> **Exercise objective**
Write out the records that follow exactly. Do not include pictures.

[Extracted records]
○ ○ ○ ○ ○ ○ ○
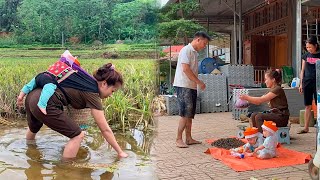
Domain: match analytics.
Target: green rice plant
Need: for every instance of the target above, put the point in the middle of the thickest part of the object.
(128, 108)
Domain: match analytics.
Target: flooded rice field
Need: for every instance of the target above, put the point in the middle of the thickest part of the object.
(95, 160)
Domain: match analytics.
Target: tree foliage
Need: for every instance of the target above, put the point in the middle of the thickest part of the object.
(54, 21)
(176, 22)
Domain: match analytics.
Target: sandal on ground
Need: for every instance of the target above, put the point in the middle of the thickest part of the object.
(303, 131)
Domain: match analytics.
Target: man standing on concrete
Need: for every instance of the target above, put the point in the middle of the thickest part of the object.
(185, 83)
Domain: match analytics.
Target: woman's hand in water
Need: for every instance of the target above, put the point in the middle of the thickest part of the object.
(122, 154)
(243, 97)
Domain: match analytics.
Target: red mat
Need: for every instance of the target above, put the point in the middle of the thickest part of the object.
(285, 157)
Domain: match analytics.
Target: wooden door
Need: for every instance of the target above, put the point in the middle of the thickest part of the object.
(262, 50)
(281, 51)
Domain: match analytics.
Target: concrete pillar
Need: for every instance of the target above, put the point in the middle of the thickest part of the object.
(296, 37)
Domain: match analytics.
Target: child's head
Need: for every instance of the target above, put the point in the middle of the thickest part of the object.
(312, 45)
(109, 80)
(269, 128)
(272, 77)
(251, 134)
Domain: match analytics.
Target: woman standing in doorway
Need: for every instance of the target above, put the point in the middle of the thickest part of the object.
(308, 79)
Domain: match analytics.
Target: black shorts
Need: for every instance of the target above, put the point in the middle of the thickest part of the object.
(45, 78)
(309, 93)
(56, 118)
(187, 100)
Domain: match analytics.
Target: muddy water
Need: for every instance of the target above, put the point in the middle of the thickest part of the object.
(95, 160)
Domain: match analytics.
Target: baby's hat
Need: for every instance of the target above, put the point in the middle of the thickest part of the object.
(269, 126)
(251, 132)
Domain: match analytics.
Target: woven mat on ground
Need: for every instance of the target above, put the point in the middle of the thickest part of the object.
(285, 157)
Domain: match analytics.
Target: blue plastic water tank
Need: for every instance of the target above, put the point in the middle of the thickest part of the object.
(207, 65)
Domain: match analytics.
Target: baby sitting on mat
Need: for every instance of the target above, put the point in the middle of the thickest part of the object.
(254, 138)
(268, 149)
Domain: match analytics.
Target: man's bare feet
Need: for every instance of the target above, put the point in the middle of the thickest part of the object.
(192, 141)
(43, 110)
(180, 144)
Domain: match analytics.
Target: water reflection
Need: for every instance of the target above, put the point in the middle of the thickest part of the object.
(95, 160)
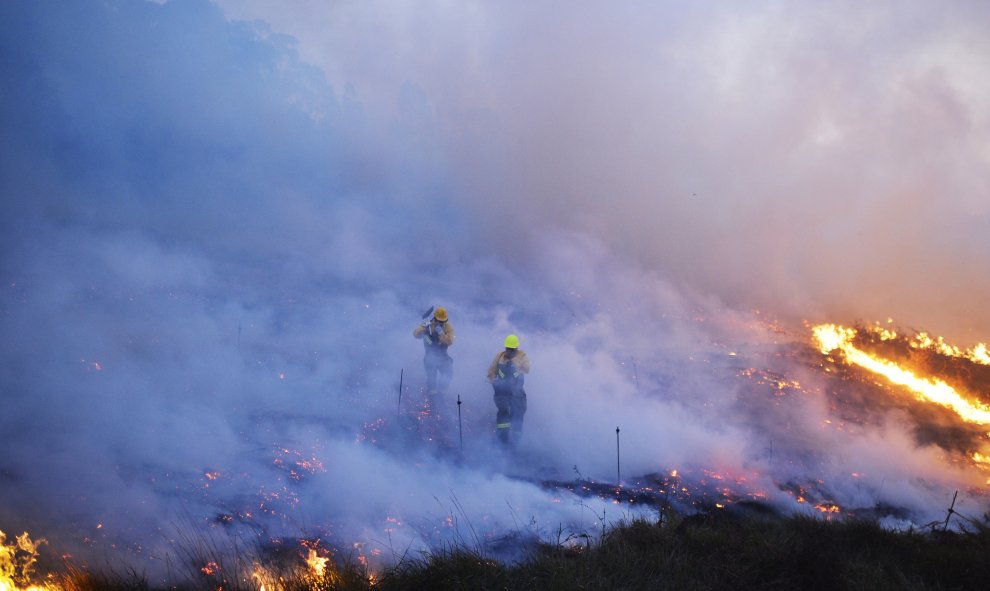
○ ○ ○ ○ ○ ○ ○
> **Your response**
Domain: match analytics.
Target: green rice plant
Need: for every instance of the target above, put the point in the middle of the thickest part of the object.
(128, 108)
Domain: match analytics.
Target: flooded rice field
Need: for every instance of the target above, put the point in the middle of the thickest part of the object.
(95, 160)
Domain: match analytics.
Target: tree foliage
Need: for every instance of the target above, put the point in the middle of the thickest part of the object.
(54, 21)
(176, 22)
Domain: match analytics.
Target: sandal on ground
Need: for every instance of the target above, put the point in the middle of the thickest part of the object.
(303, 131)
Domain: match analytics.
Target: man standing on concrete
Need: for every instance of the target above, put the point in the middle of the thickest part of the object.
(185, 83)
Domain: match analytics.
Target: woman's hand in water
Need: for every instance of the target above, put the point in the middle of the thickest part of the object.
(122, 154)
(243, 97)
Domain: match analytics.
Target: red mat
Need: for every instance of the target above, put the point in the middle of the thickest part of the object.
(285, 157)
Domain: match analytics.
Target: wooden door
Need: for every instance of the target above, put the point in the middle of the thickest part of the object.
(262, 50)
(281, 51)
Domain: match analytics.
Target: concrete pillar
Need: for every instance of the target above, put the point in the middle of the thickest part of the object.
(296, 37)
Domain: match analytics.
Target: child's head
Need: for every instance of the target above, put the point in the middle of the thickest part of the object.
(312, 45)
(109, 80)
(269, 128)
(272, 77)
(251, 134)
Domain: match analytics.
Target: woman standing in doorway
Need: for every instance of the target above, put the point in the middle of the thickest part of the object.
(308, 79)
Domain: match analytics.
Target: black shorts
Need: for every instance of the target above, put the point in the middle of the thickest part of the object.
(45, 78)
(309, 93)
(56, 118)
(187, 100)
Domain: match analytics.
Target: muddy water
Need: for every instance of the target above, put the point in the middle of the thickest part of the object.
(95, 160)
Domain: match analytics.
Target: baby's hat
Need: for every instance of the target above, put the point in the middle of the thickest part of the object.
(269, 126)
(251, 132)
Domain: match analytics.
Target: woven mat on ground
Need: for every instance of the target above, put the point in the middle of the thickest part of the object.
(285, 157)
Domain: match analytics.
Target: blue plastic water tank
Need: for every instance of the target above, put the point in the middle of the thickest part of the object.
(207, 65)
Domain: match analytics.
Target: baby sitting on mat
Need: for every instance of the target above, put the point in the middle of the thickest part of the object.
(254, 138)
(268, 149)
Domain: match analytics.
Target: man's bare feet
Need: for every instance of the target above, put the point in the middle of the thickest part of the object.
(192, 141)
(43, 110)
(180, 144)
Domain: match analytics.
Target: water reflection
Need: for every instance of the target above, put the point in the middle of the thickest part of the object.
(95, 160)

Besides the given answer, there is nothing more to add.